◆ **WHAT THIS TASK INVOLVES**:
Copy the listing word for word from its first line through the line with "xmin=157 ymin=20 xmax=265 ymax=200", keeping both ends. Leave the pictures out.

◆ **THE DATA**:

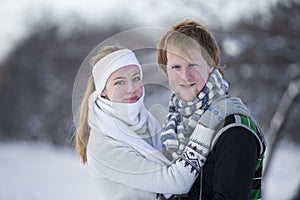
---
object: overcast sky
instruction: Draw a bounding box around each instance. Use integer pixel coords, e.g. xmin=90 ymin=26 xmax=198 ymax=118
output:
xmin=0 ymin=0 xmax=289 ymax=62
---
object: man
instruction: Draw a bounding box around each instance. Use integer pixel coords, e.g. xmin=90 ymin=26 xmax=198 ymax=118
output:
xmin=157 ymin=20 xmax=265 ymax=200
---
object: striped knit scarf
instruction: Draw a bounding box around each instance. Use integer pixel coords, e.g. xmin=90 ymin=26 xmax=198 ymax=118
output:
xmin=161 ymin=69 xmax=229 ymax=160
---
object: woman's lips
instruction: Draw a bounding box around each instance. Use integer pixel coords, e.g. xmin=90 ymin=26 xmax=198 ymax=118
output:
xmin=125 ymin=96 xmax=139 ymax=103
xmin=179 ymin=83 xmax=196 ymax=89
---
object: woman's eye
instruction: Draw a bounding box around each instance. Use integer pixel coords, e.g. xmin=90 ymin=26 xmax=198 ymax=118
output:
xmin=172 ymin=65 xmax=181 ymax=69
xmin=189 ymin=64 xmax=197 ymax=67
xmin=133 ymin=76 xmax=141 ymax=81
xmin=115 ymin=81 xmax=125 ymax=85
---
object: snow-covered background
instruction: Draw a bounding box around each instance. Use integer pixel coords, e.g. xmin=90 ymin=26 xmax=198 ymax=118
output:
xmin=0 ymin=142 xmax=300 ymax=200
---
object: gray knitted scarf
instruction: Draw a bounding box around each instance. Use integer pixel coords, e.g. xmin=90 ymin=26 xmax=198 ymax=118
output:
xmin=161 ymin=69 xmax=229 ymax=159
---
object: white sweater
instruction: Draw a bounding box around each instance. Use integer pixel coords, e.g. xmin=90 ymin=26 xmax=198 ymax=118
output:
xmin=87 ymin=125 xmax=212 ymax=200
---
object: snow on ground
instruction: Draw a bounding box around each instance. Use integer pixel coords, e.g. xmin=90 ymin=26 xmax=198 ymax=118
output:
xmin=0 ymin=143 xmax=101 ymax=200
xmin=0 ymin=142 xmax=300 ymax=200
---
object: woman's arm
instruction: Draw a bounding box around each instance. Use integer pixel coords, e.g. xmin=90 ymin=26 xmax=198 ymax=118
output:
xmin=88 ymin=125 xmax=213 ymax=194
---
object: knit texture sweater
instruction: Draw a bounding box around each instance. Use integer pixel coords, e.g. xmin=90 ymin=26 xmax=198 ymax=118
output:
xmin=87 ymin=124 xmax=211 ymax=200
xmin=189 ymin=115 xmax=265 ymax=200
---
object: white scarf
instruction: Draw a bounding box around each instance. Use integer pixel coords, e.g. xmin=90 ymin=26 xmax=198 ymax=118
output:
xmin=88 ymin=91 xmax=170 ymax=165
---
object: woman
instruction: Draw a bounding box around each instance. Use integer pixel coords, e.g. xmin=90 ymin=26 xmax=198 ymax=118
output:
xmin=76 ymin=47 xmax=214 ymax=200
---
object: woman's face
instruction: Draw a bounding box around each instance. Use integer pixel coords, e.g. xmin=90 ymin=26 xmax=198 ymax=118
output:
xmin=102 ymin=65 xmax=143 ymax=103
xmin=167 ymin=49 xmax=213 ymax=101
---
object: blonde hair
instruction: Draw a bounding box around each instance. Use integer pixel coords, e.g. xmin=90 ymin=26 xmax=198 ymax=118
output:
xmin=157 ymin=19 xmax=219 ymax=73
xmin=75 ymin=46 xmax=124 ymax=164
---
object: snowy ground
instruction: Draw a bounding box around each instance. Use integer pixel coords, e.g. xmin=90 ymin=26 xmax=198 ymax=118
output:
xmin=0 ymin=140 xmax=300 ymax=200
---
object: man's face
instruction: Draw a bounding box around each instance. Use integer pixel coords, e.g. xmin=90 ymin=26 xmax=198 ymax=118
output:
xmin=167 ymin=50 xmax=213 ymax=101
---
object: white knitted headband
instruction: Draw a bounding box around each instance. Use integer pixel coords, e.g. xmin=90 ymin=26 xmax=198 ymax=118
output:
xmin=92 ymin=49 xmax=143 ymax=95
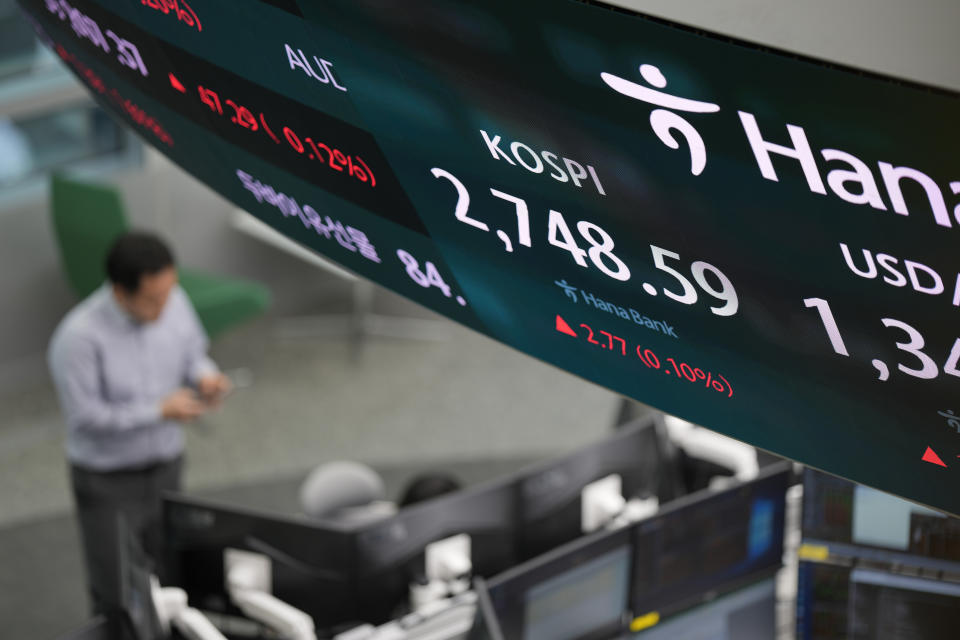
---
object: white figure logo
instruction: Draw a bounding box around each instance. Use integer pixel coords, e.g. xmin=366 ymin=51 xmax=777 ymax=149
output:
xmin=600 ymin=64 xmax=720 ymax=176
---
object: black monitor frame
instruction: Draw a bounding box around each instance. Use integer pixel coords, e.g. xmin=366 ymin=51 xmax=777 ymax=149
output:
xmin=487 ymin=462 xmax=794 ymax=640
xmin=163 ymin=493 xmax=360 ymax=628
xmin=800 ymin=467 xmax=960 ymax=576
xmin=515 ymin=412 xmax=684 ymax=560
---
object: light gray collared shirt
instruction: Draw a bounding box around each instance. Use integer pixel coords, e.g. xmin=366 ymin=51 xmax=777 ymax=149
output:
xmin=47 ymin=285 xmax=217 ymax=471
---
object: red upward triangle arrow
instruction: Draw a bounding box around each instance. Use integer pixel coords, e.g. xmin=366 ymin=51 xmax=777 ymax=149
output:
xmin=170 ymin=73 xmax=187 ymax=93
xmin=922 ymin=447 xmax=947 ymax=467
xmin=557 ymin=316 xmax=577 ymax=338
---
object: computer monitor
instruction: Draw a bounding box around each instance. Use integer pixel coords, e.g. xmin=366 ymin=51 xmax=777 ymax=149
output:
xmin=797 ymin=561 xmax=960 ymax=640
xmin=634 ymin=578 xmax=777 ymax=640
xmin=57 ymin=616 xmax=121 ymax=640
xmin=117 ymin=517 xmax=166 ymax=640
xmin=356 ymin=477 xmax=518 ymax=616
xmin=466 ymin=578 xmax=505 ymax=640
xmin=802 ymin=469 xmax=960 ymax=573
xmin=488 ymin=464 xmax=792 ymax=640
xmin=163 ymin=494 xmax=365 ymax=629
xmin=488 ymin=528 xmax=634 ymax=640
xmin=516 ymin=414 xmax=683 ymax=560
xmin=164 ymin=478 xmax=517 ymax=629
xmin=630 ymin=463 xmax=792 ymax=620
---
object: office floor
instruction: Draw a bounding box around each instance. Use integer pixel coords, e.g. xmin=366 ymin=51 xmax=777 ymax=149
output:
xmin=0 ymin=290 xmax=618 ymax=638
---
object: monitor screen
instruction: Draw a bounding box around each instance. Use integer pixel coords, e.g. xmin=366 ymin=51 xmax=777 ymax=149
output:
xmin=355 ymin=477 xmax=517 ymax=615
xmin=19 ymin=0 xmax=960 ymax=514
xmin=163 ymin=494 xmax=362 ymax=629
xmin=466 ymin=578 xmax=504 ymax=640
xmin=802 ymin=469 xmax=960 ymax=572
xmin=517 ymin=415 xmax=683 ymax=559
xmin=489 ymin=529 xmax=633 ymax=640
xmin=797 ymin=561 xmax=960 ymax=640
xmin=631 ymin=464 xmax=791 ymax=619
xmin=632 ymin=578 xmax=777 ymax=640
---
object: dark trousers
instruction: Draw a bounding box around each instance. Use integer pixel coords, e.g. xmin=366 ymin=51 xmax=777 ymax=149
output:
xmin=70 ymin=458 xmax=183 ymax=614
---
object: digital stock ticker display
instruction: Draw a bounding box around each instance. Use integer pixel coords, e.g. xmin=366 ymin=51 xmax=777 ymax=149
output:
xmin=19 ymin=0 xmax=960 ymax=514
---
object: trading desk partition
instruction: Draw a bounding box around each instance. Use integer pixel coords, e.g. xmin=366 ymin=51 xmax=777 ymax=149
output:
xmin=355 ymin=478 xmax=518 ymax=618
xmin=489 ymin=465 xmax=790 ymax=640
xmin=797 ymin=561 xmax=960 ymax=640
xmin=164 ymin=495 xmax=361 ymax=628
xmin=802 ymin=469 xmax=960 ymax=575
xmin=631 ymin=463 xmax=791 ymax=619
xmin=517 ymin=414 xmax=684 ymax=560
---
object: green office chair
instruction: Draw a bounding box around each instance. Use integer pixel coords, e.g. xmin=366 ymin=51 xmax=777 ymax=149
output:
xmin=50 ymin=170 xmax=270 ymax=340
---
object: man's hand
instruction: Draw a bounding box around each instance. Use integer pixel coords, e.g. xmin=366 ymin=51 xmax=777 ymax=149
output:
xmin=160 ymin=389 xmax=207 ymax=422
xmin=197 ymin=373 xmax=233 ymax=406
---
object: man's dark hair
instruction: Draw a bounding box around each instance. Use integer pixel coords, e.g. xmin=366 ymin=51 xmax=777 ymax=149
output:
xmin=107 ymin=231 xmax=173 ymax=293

◆ **ANSWER TO THE TASK**:
---
object: overcast sky
instruction: Draw a bounding box around each instance. Use integer pixel coords, e.g. xmin=90 ymin=26 xmax=198 ymax=118
output:
xmin=0 ymin=0 xmax=289 ymax=62
---
object: man
instruction: Draw a bounding box around each instance. Use integer pixel coords, e.g. xmin=90 ymin=26 xmax=198 ymax=118
output:
xmin=157 ymin=20 xmax=265 ymax=200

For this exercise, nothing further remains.